__Written request__. Pull out each line of the material below that contains the word "outline", and copy every such line in full.

Stored records:
--

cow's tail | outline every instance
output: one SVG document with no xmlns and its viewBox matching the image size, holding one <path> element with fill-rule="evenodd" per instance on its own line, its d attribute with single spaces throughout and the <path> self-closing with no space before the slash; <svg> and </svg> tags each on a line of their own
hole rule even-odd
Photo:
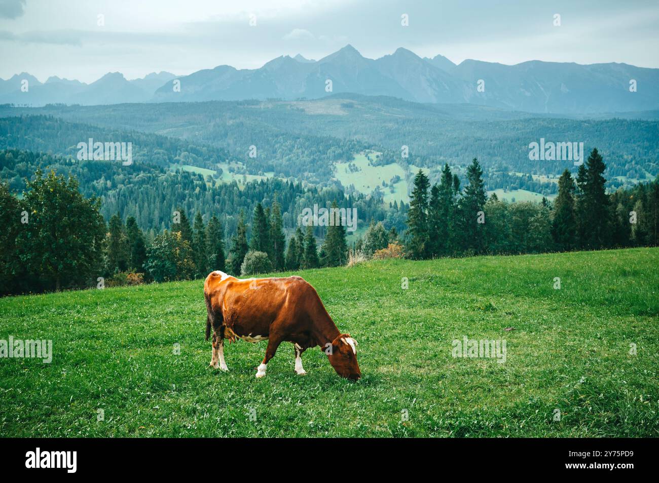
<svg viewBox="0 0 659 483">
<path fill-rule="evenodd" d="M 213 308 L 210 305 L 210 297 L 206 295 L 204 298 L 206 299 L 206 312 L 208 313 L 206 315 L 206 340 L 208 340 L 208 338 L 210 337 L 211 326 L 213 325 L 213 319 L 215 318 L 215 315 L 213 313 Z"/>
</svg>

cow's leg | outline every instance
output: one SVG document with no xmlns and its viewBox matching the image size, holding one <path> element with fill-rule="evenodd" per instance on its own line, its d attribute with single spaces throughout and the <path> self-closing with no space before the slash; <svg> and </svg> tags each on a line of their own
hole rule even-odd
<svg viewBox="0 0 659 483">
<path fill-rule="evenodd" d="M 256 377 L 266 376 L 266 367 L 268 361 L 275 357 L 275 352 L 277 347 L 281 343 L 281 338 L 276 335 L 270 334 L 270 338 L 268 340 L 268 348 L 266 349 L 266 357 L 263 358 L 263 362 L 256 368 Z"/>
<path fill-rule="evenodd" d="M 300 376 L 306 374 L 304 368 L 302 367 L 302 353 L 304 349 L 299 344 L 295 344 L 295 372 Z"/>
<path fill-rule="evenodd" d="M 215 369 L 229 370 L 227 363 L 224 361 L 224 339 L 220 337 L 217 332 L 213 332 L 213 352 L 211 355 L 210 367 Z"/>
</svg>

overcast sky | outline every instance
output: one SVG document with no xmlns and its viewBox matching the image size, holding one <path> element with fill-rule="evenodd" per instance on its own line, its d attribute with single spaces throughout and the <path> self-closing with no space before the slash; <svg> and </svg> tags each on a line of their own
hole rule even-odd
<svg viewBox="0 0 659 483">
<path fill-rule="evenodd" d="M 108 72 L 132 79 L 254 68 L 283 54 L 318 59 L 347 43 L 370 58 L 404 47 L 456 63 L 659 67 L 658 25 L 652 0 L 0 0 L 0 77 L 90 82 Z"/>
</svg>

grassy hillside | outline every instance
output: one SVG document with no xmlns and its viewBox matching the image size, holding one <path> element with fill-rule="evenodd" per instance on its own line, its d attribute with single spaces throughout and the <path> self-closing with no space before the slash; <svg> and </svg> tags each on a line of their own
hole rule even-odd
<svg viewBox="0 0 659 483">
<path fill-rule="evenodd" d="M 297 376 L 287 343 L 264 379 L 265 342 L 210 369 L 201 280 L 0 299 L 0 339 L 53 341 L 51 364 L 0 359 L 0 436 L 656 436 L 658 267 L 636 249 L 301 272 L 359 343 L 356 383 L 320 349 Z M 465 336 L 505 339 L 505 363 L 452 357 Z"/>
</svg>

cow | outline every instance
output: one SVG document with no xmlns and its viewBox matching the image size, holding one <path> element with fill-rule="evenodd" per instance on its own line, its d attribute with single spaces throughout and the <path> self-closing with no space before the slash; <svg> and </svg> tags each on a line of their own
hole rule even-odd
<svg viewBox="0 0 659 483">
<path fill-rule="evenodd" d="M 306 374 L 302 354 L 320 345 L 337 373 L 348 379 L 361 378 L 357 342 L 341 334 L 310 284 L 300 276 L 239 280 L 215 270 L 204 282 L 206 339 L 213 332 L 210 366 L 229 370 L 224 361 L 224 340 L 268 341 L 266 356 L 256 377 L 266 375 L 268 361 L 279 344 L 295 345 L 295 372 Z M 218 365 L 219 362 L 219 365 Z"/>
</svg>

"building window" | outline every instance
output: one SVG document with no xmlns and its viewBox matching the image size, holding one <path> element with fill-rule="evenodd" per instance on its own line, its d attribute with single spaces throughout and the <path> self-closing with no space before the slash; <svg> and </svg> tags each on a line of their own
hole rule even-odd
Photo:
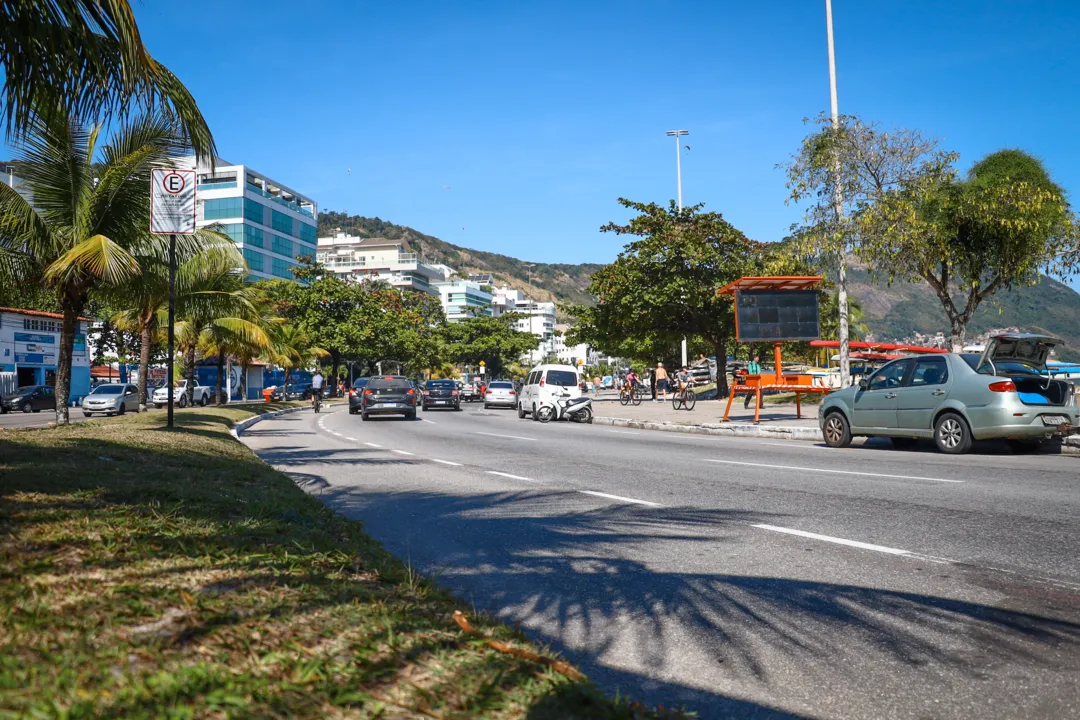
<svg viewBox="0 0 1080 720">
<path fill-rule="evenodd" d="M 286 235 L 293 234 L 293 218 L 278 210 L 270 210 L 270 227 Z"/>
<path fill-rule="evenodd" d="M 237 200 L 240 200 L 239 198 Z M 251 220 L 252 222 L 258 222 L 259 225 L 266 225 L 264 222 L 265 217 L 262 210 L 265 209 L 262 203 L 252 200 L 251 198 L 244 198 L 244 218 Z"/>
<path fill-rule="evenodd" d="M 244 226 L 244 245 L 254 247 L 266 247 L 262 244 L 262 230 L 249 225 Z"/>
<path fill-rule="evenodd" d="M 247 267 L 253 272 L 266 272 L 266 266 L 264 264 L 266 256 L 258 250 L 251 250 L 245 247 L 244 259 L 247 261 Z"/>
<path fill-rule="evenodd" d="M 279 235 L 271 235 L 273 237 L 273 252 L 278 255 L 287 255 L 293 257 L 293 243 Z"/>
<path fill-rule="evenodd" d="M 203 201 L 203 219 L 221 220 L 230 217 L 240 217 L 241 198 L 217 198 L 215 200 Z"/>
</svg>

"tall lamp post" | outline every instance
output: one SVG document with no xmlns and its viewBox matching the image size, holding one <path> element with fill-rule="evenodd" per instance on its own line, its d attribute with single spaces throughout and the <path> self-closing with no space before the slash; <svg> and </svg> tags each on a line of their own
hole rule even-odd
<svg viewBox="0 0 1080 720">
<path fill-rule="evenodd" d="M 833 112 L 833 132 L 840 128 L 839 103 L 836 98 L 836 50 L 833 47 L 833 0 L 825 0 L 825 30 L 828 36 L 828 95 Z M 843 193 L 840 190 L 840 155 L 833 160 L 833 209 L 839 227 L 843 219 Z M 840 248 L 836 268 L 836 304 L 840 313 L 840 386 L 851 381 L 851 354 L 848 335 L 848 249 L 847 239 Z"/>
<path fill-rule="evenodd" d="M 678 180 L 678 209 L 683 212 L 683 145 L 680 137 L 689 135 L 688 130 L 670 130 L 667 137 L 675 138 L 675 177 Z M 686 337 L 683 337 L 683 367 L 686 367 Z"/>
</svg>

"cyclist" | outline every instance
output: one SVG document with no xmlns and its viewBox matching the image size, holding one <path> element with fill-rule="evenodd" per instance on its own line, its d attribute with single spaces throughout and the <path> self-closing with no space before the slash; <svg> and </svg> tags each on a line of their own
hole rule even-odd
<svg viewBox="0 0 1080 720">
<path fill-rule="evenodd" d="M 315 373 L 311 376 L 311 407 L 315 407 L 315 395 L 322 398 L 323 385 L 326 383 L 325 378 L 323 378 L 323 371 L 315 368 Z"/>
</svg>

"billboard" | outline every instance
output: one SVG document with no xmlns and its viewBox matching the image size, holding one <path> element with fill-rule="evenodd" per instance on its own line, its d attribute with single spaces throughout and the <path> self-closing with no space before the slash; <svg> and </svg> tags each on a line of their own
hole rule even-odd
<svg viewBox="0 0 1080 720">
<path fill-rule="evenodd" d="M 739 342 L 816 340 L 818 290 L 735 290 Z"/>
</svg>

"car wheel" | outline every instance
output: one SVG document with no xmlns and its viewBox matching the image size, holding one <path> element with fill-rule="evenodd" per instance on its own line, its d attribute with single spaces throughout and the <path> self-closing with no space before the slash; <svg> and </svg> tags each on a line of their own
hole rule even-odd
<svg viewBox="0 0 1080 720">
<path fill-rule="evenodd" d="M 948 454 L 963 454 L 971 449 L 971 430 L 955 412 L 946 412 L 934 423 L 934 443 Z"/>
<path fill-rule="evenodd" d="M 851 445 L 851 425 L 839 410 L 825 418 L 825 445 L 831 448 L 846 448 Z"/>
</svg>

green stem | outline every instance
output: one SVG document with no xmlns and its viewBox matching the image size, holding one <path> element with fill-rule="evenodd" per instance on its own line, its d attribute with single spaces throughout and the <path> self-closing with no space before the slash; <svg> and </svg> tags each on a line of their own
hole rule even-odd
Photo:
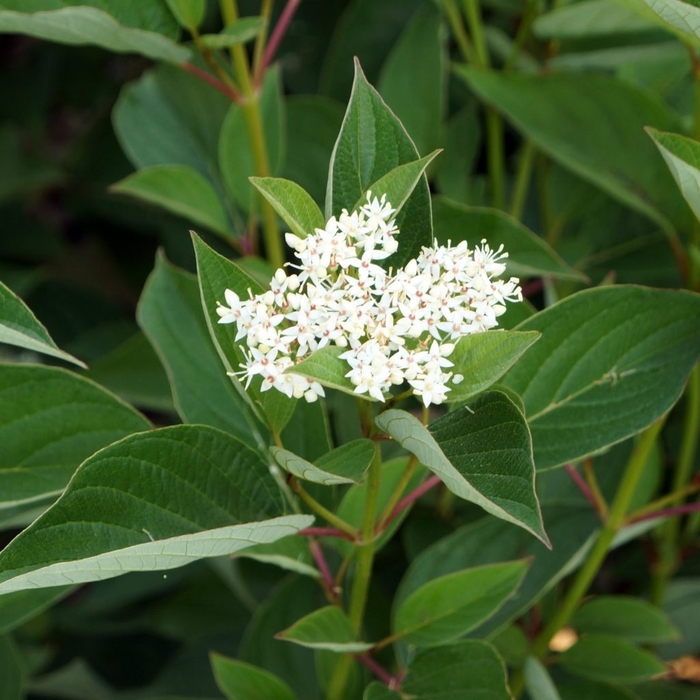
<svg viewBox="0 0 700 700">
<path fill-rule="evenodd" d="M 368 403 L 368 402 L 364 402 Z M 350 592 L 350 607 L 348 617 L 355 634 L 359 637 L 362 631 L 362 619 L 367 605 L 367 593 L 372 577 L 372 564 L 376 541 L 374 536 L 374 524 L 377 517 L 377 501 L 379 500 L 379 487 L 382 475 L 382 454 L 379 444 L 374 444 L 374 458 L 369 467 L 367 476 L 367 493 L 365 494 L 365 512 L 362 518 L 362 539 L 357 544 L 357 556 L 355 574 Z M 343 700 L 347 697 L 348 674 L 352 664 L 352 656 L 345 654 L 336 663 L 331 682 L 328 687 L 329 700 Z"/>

--

__Problem solution__.
cow's tail | outline every instance
cow's leg | outline every instance
overcast sky | outline every instance
grassy hillside | outline every instance
cow | outline every instance
"building window" | outline every instance
"tall lamp post" | outline every instance
"cyclist" | outline every instance
"billboard" | outline every instance
"car wheel" | outline every instance
green stem | outline every instance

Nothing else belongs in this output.